● Provided text
[Eeglablist] AMICA15 segmentation fault

Norman Forschack forschack at cbs.mpg.de
Wed Dec 16 14:09:39 PST 2015


Got you, that's very helpful. I think you could assemble all your excellent communication from eeglablist archive and, with a little formatting, come up with a very nice paper.
I wish you well and merry xmas!
Norman

----- On Dec 16, 2015, at 10:44 PM, Jason Palmer japalmer29 at gmail.com wrote:

> For full rank data, the default is to use the inverse "symmetric square root" of
> the covariance matrix, which basically rotates back from the eigenspace into
> the data space, after scaling to unity along the eigendimensions. For full rank
> data, this will essentially give a starting point to ICA that is closer to the
> optimum than the eigenvector basis, which looks like checkerboard after the
> first few eigenvectors. When you are reducing rank, the "rotation back" to the
> data space isn't uniquely defined as in the full rank case (just the inverse of
> the eigenprojection). The least squares tries to match the channels with
> largest variance. This is usually much closer to the data space than just the
> eigenbasis itself. It will always reduce dimensions less than mineig, and more
> only if pcakeep is less than that. With "approximate sphering" it will use the
> symmetric sqrt for full rank data, and approximate the inverse rotation in a
> smaller space when dimensions are removed. It should really only affect the
> starting point and how long it takes to converge to the actual ICA optimized
> solution, but given that it takes a long time anyway, starting closer to the
> solution can save a lot of iterations/time (so do_approx_sphere is
> recommended). "Sphering" is how the symmetric sqrt cov matrix decorrelation is
> referred to, as opposed to simple projection onto the eigenvectors (to use the
> "principle components" as initial activations and eigenvectors as initial maps.

● Tasks to complete
a. The AMICA15 segmentation fault thread mentions several AMICA options by their parameter names. List each of these option names.
b. Resume the AMICA15 segmentation fault thread from where it stops.

● Raw records
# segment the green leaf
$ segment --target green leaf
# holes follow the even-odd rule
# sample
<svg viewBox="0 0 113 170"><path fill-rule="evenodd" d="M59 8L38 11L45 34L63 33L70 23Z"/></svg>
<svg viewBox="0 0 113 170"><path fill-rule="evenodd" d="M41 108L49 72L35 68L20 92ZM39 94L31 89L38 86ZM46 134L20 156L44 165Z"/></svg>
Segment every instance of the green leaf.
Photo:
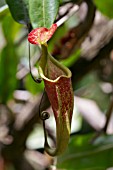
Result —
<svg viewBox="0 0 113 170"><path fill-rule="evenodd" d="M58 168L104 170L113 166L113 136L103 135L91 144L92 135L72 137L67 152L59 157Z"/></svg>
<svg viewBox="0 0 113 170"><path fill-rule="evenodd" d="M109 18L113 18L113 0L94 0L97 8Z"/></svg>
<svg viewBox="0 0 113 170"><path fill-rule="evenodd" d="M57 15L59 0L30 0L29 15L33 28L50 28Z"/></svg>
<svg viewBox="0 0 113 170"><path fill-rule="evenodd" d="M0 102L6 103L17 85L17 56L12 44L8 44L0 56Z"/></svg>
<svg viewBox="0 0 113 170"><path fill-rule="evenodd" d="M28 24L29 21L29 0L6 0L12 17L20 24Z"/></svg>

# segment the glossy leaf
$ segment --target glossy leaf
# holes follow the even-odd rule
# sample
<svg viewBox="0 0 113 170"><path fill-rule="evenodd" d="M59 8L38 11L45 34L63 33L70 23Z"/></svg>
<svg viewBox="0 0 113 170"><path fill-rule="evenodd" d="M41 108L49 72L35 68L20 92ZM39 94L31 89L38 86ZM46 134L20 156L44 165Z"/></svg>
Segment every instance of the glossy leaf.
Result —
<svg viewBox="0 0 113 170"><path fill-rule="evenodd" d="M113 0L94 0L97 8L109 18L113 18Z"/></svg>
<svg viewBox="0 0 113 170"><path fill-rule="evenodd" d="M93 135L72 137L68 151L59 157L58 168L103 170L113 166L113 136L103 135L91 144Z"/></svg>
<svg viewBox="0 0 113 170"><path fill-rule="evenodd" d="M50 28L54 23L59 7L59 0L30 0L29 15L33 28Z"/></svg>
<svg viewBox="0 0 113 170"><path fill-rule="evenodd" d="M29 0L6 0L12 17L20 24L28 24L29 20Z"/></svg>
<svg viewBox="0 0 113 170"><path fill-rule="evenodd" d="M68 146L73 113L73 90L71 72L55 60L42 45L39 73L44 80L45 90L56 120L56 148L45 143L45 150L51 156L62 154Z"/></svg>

* * *

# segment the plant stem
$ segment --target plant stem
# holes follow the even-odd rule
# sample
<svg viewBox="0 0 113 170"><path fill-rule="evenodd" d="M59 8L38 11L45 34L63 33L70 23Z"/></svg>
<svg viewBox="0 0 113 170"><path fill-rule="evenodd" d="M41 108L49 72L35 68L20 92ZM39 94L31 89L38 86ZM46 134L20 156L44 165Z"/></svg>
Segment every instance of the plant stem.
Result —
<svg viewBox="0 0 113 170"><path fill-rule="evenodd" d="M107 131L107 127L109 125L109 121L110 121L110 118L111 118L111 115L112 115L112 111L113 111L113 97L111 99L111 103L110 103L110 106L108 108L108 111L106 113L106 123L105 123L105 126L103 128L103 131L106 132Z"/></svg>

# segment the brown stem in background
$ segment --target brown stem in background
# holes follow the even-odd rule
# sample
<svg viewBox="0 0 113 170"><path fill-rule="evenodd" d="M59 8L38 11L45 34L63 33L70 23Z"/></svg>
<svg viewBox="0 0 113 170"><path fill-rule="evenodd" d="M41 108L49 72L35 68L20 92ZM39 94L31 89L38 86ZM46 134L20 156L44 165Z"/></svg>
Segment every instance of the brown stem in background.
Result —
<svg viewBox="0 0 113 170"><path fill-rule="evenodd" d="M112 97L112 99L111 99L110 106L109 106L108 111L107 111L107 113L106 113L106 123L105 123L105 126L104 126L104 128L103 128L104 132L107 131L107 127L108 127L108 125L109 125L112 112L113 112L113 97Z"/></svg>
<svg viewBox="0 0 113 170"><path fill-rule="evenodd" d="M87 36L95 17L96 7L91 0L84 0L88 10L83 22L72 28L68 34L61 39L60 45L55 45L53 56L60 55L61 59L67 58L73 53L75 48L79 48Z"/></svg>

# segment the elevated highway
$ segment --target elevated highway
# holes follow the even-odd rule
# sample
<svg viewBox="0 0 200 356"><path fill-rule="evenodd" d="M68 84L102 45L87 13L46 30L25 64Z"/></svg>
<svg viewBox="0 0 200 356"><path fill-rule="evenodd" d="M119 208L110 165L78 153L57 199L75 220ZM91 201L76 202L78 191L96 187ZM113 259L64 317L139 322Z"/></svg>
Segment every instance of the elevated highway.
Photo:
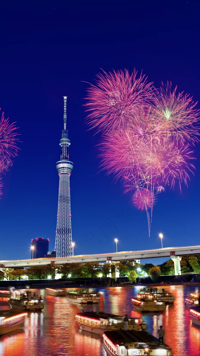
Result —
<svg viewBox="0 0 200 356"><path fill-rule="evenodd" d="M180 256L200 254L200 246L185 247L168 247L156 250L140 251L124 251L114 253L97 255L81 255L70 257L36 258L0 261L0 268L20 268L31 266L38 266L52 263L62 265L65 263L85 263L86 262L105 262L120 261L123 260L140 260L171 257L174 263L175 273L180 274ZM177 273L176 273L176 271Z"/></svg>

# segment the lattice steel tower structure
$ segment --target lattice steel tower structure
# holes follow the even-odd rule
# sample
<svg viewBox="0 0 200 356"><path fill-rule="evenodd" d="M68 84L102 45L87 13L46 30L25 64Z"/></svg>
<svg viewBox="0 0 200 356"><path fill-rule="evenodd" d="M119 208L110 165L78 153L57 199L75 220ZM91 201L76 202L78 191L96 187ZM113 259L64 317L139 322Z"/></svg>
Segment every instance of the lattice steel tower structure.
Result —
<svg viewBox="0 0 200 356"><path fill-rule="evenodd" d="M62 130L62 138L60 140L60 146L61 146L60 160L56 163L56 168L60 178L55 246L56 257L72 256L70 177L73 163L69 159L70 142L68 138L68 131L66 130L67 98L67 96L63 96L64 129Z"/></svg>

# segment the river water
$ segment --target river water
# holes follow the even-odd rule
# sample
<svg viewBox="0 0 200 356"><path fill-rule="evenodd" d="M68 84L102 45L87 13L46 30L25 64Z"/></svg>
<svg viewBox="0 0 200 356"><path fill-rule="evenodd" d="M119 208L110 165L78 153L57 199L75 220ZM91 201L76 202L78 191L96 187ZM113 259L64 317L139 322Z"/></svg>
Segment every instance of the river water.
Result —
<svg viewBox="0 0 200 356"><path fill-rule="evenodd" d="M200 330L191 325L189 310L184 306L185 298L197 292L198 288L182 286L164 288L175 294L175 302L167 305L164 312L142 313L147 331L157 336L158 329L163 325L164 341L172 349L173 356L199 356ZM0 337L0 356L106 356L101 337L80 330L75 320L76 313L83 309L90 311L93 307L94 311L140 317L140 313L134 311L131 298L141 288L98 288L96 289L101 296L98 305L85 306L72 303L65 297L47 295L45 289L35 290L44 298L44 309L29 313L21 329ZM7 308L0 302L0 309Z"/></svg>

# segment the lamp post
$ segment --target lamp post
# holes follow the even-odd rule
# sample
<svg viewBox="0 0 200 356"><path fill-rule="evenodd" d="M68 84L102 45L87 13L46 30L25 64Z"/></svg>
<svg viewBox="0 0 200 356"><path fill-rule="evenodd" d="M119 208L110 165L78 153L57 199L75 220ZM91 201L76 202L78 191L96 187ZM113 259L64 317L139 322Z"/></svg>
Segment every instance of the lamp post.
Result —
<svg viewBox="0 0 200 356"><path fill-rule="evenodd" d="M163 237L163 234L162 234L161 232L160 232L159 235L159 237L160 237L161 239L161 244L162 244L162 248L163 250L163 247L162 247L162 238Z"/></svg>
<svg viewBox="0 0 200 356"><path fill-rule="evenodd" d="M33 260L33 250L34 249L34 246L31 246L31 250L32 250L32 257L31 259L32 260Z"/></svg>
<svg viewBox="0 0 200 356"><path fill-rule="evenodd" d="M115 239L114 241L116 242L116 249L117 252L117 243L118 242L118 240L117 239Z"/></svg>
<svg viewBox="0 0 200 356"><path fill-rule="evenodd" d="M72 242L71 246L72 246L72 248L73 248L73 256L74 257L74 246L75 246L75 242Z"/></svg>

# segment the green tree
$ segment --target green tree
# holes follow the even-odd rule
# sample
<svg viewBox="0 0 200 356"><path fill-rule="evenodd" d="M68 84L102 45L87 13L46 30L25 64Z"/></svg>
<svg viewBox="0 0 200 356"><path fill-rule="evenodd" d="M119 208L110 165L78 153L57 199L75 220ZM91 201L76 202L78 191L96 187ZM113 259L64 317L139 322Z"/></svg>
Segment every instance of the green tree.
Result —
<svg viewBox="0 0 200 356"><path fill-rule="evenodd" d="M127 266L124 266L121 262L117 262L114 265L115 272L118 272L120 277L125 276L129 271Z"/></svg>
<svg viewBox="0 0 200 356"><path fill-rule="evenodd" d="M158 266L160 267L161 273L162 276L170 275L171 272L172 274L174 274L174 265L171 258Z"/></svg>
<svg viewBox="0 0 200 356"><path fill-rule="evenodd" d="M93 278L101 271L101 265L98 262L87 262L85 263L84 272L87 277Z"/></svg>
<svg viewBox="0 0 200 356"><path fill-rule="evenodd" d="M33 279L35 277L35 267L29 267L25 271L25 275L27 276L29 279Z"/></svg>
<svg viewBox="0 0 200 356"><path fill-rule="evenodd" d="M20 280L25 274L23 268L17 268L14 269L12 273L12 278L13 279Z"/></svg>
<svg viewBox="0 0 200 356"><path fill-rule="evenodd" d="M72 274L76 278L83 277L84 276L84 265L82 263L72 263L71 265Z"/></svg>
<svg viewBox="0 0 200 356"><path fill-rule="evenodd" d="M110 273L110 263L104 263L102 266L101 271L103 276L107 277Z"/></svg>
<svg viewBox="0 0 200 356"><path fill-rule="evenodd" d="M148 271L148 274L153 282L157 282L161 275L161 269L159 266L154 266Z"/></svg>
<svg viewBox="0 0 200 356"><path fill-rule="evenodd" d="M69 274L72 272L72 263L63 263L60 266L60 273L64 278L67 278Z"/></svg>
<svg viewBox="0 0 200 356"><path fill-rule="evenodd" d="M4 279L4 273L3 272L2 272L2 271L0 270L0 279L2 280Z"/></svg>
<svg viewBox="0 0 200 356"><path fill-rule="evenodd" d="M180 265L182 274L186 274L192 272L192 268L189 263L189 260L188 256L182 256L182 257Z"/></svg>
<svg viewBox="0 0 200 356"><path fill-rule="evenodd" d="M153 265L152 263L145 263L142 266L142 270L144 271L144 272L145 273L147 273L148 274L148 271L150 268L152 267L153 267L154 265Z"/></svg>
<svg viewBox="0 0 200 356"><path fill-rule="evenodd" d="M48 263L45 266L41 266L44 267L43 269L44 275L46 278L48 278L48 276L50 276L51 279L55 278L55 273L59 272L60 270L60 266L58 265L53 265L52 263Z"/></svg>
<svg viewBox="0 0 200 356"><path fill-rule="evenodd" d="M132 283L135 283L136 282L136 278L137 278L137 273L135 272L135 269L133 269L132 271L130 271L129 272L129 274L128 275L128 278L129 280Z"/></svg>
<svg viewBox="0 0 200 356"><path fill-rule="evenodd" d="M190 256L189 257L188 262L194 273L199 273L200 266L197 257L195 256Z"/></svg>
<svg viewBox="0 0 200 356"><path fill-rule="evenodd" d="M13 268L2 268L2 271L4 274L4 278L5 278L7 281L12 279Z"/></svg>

==

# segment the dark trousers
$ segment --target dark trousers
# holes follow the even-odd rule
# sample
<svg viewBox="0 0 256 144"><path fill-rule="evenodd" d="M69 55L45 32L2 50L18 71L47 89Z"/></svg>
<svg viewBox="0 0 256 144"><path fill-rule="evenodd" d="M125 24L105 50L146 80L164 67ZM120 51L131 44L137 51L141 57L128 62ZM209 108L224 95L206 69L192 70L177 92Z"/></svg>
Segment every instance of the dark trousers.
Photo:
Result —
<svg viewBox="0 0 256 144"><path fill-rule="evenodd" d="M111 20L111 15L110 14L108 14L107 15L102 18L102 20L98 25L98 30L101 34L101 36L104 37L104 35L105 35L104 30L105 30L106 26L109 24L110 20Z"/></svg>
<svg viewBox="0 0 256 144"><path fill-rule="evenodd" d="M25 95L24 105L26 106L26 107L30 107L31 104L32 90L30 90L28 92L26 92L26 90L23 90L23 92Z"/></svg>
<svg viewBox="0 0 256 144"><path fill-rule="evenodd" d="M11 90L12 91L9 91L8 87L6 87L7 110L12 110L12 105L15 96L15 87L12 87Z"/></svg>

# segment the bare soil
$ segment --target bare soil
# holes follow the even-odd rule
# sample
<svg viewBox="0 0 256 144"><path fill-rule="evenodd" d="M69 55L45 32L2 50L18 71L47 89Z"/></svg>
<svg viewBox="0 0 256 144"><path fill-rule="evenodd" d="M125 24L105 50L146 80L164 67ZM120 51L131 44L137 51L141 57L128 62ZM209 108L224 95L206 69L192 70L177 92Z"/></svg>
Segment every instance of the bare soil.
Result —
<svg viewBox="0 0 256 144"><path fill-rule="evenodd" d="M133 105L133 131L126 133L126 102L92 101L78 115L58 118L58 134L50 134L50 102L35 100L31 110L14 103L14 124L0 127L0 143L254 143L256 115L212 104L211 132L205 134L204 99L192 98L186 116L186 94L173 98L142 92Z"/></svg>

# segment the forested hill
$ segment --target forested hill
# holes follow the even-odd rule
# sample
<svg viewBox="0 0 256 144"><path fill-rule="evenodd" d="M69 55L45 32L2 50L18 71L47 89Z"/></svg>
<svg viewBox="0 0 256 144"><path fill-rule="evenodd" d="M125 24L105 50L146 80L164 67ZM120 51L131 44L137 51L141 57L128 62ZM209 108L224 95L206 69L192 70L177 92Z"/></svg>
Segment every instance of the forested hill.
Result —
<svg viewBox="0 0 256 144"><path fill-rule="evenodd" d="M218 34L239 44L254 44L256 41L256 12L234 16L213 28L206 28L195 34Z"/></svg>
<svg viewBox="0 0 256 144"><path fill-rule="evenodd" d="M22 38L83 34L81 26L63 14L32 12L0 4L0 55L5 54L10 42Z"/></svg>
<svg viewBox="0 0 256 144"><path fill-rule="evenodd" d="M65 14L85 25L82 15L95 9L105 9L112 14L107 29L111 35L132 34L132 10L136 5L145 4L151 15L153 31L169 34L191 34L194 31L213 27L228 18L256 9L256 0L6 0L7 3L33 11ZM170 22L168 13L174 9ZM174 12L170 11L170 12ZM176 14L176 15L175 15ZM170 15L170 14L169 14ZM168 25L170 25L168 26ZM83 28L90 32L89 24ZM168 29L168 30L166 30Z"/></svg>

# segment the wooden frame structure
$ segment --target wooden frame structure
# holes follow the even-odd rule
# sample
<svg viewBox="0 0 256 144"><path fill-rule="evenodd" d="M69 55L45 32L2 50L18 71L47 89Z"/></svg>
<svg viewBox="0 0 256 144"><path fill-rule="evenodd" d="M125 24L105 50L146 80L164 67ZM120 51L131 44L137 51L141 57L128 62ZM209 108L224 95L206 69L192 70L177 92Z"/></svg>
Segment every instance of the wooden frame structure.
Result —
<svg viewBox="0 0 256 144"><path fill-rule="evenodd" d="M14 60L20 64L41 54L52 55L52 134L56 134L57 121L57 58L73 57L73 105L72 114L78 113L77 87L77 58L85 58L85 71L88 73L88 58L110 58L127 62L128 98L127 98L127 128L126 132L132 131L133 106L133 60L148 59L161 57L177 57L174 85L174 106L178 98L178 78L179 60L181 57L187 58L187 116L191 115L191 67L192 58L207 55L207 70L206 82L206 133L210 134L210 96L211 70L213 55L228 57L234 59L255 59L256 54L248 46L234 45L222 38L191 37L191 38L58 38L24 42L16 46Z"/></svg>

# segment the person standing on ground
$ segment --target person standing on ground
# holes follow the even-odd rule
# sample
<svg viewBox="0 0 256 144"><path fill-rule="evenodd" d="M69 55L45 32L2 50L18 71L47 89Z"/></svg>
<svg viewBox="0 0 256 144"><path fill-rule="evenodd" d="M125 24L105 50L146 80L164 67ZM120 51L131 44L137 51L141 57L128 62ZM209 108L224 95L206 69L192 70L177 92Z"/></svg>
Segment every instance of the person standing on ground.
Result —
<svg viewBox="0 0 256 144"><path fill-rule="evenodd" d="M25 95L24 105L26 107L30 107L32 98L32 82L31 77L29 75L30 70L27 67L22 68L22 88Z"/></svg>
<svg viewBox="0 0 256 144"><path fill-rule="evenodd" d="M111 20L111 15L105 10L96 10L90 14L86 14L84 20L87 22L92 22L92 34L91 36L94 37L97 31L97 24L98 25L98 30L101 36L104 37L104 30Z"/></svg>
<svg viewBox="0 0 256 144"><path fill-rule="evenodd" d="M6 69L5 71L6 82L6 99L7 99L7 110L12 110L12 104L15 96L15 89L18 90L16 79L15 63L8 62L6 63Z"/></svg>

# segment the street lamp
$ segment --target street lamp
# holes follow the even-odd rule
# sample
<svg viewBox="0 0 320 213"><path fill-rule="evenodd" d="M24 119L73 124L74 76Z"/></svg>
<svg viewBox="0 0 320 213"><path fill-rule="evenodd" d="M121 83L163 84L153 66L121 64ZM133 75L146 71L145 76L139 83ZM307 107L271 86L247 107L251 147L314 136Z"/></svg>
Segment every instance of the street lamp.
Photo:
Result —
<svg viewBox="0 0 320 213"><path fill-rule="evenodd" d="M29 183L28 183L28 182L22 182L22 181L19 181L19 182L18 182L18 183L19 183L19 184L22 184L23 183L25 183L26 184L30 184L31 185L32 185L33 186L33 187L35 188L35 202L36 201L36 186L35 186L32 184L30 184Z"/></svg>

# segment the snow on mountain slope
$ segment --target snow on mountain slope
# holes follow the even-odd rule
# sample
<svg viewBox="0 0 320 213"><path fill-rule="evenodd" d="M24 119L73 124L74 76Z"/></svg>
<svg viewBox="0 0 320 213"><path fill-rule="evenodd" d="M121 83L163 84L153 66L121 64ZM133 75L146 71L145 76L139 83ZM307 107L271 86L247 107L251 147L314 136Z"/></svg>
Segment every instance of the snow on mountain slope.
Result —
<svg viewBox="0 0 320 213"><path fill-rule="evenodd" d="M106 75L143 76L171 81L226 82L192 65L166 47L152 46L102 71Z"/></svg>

● Answers given
a. mineig, pcakeep, do_approx_sphere

b.
> 
> Hope that's somewhat clear.
> Best,
> Jason
> 
> -----Original Message-----
> From: Norman Forschack [mailto:forschack at cbs.mpg.de]
> Sent: Wednesday, December 16, 2015 1:06 PM
> To: japalmer at ucsd.edu
> Subject: Re: [Eeglablist] AMICA15 segmentation fault
> 
> Hi Jason,
> 
> great answer, thanks so much, many things became clear.
> So pca option is as save as analyzing full rank data, given the least squares
> for eigensubspace rotation are reasonably small.
> I wonder whether there are cases where the least squares are not sufficiently
> small. What is your experience with that?
> 
> cheers
> Norman
> 
> ----- On Dec 16, 2015, at 9:12 PM, Jason Palmer japalmer29 at gmail.com wrote:
> 
>> Hi Norman,
>> 
>> The negative eigenvalues are essentially due to machine precision
>> error in the positive semi-definiteness of the covariance matrix.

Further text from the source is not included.